===== INPUT MATERIAL

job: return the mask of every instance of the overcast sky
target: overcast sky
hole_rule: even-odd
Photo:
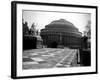
[[[28,22],[29,28],[32,23],[36,24],[37,29],[43,29],[45,25],[54,20],[65,19],[75,25],[79,31],[83,32],[88,21],[91,20],[91,15],[86,13],[60,13],[46,11],[23,11],[23,20]]]

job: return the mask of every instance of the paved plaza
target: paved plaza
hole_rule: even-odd
[[[71,67],[71,65],[77,64],[76,55],[77,49],[69,48],[41,48],[25,50],[23,51],[22,67],[23,69]]]

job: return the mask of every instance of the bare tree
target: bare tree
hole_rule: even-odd
[[[23,36],[28,35],[29,34],[28,22],[22,24],[23,24]]]
[[[91,37],[91,22],[88,21],[87,25],[85,26],[84,35],[87,37]]]

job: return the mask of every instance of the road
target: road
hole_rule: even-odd
[[[70,67],[77,49],[42,48],[23,51],[23,69]],[[75,64],[75,63],[74,63]]]

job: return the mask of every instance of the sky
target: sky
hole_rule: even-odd
[[[23,21],[28,22],[29,28],[33,23],[39,31],[45,28],[45,25],[50,24],[54,20],[65,19],[83,33],[88,21],[91,21],[91,14],[89,13],[71,13],[71,12],[48,12],[48,11],[23,11]]]

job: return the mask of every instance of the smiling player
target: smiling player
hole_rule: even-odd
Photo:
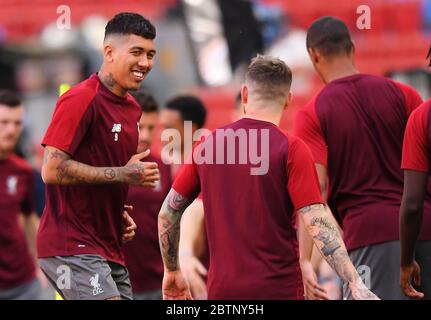
[[[128,185],[154,187],[159,174],[140,161],[148,151],[134,155],[142,111],[128,90],[150,72],[155,36],[139,14],[110,20],[100,71],[61,96],[43,139],[38,256],[65,299],[132,298],[121,248],[136,228],[124,211]]]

==========

__PROBLEM STATEMENT__
If pictures appear among the records, do not carry them over; retype the rest exactly.

__ANSWER TO THIS PROBLEM__
job: return the mask of every instance of the overcast sky
target: overcast sky
hole_rule: even-odd
Photo:
[[[28,22],[29,28],[32,23],[36,24],[37,29],[43,29],[45,25],[54,20],[65,19],[75,25],[79,31],[83,32],[88,21],[91,20],[91,15],[86,13],[60,13],[46,11],[23,11],[23,20]]]

job: return the mask of every instance of the paved plaza
target: paved plaza
hole_rule: even-odd
[[[71,67],[71,65],[77,64],[76,55],[77,49],[69,48],[41,48],[25,50],[23,51],[22,67],[23,69]]]

job: return the mask of every instance of the bare tree
target: bare tree
hole_rule: even-odd
[[[23,36],[28,35],[29,34],[28,22],[22,24],[23,24]]]
[[[91,37],[91,22],[88,21],[87,25],[85,26],[84,35],[87,37]]]

job: return the mask of every instance of the road
target: road
hole_rule: even-odd
[[[70,67],[77,49],[42,48],[23,51],[23,69]],[[75,64],[75,63],[74,63]]]

job: return the mask of every instance of the sky
target: sky
hole_rule: even-odd
[[[23,21],[28,22],[29,28],[33,23],[39,31],[45,28],[45,25],[50,24],[54,20],[65,19],[83,33],[88,21],[91,21],[91,14],[89,13],[71,13],[71,12],[48,12],[48,11],[23,11]]]

job: return the mask of every instance of the smiling player
target: smiling player
hole_rule: even-odd
Photo:
[[[128,185],[154,187],[159,174],[140,161],[148,151],[134,155],[142,111],[128,90],[150,72],[155,36],[139,14],[110,20],[100,71],[61,96],[43,139],[38,256],[65,299],[132,298],[121,248],[136,228],[124,211]]]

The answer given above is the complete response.